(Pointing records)
>> START

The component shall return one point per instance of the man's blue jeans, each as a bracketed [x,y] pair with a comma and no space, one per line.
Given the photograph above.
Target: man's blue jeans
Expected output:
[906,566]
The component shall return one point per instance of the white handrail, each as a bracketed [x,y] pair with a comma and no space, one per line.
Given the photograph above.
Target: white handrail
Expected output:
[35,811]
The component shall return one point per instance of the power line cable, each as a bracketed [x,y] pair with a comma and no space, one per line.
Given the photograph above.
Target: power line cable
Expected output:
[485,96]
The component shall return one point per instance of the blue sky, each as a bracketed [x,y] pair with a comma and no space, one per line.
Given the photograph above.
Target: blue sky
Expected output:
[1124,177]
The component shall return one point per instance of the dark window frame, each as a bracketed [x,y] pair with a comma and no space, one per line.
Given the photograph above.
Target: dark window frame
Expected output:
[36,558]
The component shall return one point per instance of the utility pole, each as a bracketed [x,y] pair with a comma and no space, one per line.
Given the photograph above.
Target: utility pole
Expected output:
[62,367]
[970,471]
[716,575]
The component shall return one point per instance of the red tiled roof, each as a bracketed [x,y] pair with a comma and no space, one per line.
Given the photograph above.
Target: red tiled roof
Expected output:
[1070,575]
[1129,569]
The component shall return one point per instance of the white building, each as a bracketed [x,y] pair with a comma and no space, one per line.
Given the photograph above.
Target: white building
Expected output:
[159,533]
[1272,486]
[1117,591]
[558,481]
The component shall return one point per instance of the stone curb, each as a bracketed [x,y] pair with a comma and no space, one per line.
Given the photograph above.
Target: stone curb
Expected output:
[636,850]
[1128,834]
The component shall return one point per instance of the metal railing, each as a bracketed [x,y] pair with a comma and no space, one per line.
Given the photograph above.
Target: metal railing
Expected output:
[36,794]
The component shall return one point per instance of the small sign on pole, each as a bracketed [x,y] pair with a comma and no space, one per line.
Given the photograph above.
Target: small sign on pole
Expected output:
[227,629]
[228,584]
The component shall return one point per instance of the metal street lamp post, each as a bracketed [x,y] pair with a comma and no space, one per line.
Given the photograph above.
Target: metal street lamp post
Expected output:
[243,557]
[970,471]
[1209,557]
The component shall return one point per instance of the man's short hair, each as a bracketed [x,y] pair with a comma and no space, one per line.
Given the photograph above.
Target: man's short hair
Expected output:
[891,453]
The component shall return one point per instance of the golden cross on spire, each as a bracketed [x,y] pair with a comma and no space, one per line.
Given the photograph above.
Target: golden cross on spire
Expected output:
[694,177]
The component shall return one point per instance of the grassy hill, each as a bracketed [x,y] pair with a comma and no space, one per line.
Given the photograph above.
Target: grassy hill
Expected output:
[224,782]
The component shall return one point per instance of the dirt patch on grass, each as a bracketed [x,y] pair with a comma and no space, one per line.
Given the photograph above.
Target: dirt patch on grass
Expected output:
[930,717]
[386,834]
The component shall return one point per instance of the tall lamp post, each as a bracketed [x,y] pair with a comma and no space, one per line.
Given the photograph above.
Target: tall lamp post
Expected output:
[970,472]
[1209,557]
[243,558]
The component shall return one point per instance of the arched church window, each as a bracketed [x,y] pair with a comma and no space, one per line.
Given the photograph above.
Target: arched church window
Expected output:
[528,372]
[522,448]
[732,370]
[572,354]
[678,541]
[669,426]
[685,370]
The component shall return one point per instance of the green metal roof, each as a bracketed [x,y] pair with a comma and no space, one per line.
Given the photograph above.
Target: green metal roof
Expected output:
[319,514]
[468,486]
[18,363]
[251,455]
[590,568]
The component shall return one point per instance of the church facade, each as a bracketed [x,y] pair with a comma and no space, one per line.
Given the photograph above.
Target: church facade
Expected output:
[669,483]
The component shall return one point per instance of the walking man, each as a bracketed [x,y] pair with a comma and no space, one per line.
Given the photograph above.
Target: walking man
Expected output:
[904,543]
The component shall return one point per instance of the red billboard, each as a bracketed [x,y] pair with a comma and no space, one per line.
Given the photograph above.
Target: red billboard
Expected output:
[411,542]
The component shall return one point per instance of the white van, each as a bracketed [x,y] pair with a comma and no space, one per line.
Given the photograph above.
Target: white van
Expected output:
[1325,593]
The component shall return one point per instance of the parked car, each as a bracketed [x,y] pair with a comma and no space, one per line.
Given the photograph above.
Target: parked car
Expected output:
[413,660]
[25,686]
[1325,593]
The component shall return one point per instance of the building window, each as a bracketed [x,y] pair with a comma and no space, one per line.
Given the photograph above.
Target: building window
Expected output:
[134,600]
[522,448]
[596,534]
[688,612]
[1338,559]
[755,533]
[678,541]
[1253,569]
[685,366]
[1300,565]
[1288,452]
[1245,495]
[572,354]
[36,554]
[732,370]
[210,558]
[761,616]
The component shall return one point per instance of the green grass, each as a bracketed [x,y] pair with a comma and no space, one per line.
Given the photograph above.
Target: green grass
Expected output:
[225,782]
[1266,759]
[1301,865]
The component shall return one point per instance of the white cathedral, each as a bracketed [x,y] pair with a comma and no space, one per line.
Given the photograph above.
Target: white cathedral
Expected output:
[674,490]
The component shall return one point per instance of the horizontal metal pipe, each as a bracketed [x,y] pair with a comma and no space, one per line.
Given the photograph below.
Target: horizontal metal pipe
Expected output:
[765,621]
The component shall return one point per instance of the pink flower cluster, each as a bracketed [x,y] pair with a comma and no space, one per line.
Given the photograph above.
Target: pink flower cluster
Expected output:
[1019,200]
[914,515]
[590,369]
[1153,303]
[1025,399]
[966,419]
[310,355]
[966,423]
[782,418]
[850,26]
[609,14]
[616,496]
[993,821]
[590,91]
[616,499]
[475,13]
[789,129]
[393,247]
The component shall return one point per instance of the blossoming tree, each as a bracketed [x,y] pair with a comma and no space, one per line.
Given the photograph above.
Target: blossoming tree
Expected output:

>> END

Aim -
Restate the whole listing exactly, leaving out nothing.

The completed task -
The component shall return one point per instance of the man's blue jeans, each as a bracketed [x,y] pair with a comma and no space, one per line.
Given the photograph above.
Target: man's blue jeans
Expected output:
[906,566]
The component shall return one point per instance of the white handrail, each as a bracketed [x,y] pair with a comma and no space, one per line.
Given the photograph above.
Target: white handrail
Expected output:
[35,811]
The component shall return one point per instance of the power line cable, each as a bracketed [x,y] pair with a comma and no space, one per line.
Given the photograph above.
Target: power line cable
Expected output:
[485,96]
The component shall return one point per instance of the blue sky, each as a bracketed [x,y] pair with a comma and no space, one per line.
Given the photograph above.
Target: blue sky
Expected output:
[1124,177]
The component shall return one point per instance of the dark window frame, each as a bracketed [x,y] pair with a comma and no space, one per line.
Given the photograph above.
Target: dark window frame
Expected output:
[36,558]
The component shall return one point per instance of the utility pole, each as a bracketed [x,y] pair with a comma and no space, one per line.
Given the photograph above.
Target: utility pole
Expected output:
[62,367]
[970,471]
[716,575]
The component shall return one point per instance of the red tiled roof, each as a bracketed [x,y] pair with a comma and no space, one per line.
Given the photograph above.
Target: red tiled roof
Expected output:
[1070,575]
[1129,569]
The component shall return one point per instance of the white building, each as a bracketed [x,y] pair with a comma and no space, one per line.
Given the photograph above.
Target: white building
Expected output:
[159,533]
[1272,486]
[1117,591]
[558,481]
The component shall return one point per instance of the stone curb, each as a bracketed [x,y] pair with a comma and no space, one per line.
Given the photograph above.
Target: stone curb
Expected output:
[636,850]
[1128,834]
The component shall return one point per instance of the metal railing, each as a bracketed [x,y] pair with a comma and no space, one per line.
Given the photograph above.
Target: metal railing
Expected output:
[36,794]
The component shall return one point per instance of the small sign on pole, each as a bracketed [x,y] pair with a comma and no space, one per line.
Given the photograph above.
Target: small sign on pole
Expected output:
[227,629]
[228,584]
The component shall return one point per instance of the metal street lamp post, each as a bracketed [x,y] pair with a comma and no space, one per line.
Given the photograph above.
Target: metal street lamp post
Expected output:
[243,557]
[970,471]
[1209,557]
The component shall return one point per instance of the man's short hair, each as a bracketed [x,y] pair with a comma and no space, one per line.
Given the photograph above.
Target: man's short hair
Expected output:
[891,453]
The component shall return one point per instance of the golden cross on spire, each as a bracketed [x,y] pair with a comma and no space, one per line.
Given the photograph above.
Target: golden cross on spire
Expected output:
[694,177]
The component shall return one point per instance of the grassy hill, each as a bracketed [x,y] pair with a comma and no space, one per line.
Given the photograph above.
Target: grassy hill
Expected output:
[224,782]
The component shall return one point per instance of the dirt patch on grass, each as a bracketed [x,y] pair with a comma and no space, one per line.
Given the photograph above.
Target: dirt patch on grass
Expected output:
[930,717]
[386,834]
The component shall return one point per instance of the tall lamp post, each as a bracketed [x,y] pair with a comma and no space, one per line.
Given the photograph above.
Target: tall lamp post
Expected output:
[970,472]
[1209,557]
[243,558]
The component shall return one point per instance of the arched church window, each as a bracketed [x,y] pair with a comma and no space, one per line.
Given the photograph above.
Target: arched church window
Expected output:
[528,372]
[522,448]
[732,370]
[572,354]
[678,541]
[669,426]
[685,370]
The component shall return one point per instance of the green metal roof, each as a bracketed [x,y] pair with a comma and no space, one per line.
Given the photograph above.
Target: green metal roof
Expected output:
[319,514]
[468,486]
[18,363]
[251,455]
[590,568]
The component shall return one point per instance of the church facade, each as a bracketed [x,y] pair with a comma and no space, one per line.
Given the photograph above.
Target: church facade
Expected output:
[669,483]
The component shall return one point per instance of the walking man, each as a bracketed [x,y] pair with a comma and no space, one per line.
Given the photograph above.
Target: walking man
Expected output:
[904,543]
The component shall return one point per instance of the red billboard, each as a bracketed [x,y] pair with a comma and no space, one per line.
Given the photograph above.
Target: red billboard
Expected output:
[411,542]
The component shall return one point per instance of the white van, each as a bracketed [x,y] pair with a comma and no space, one per line.
Given the photograph above.
Target: white van
Expected output:
[1325,593]
The component shall return one point per instance of the parked car, each as a bracketed [x,y] pair with a comma and no space, one per line.
Given the photograph above.
Target: parked car
Expected output:
[413,660]
[25,686]
[1325,593]
The component shall return one point per instance of the building window, each as a bracketed [x,y] pair with a comma and no space, one per line.
Given the photograph above.
Target: building window
Expected output:
[134,600]
[522,448]
[596,534]
[688,612]
[1338,559]
[755,533]
[678,541]
[1253,569]
[685,366]
[1300,565]
[1288,452]
[1245,495]
[572,354]
[36,554]
[732,370]
[210,558]
[761,616]
The component shall return one point per instance of the green grass, each as a bracketed [x,y] pair with a comma and no space, one per line.
Given the photograph above.
Target: green grass
Expected output:
[225,782]
[1266,759]
[1301,865]
The component shall return one point per instance of the white cathedral, each as a bracketed [x,y] pair with a comma and no space, one per line.
Given the photograph above.
Target: white cathedral
Expected output:
[674,490]
The component shall return one point per instance of the horizontal metal pipe, each as a bracketed [x,y] pair with a comma and no space, one per line.
Given the photograph below.
Target: horizontal metal pipe
Expected output:
[765,621]
The component shall return one point per instance of the pink flower cluster, each as a bracketed [x,y] pair with a comma and no space, one per line.
Given the photograph above.
Target: pink flower cluster
Expected output:
[1019,200]
[914,515]
[590,369]
[1153,303]
[1025,399]
[966,419]
[310,355]
[966,423]
[782,418]
[850,26]
[609,14]
[616,496]
[993,821]
[590,91]
[616,499]
[475,13]
[789,129]
[393,247]
The component shall return one point per instance of the blossoming tree, each as a bracketed [x,y] pair with a comma and no space, one per line.
Given the photograph above.
Target: blossoming tree
Expected output:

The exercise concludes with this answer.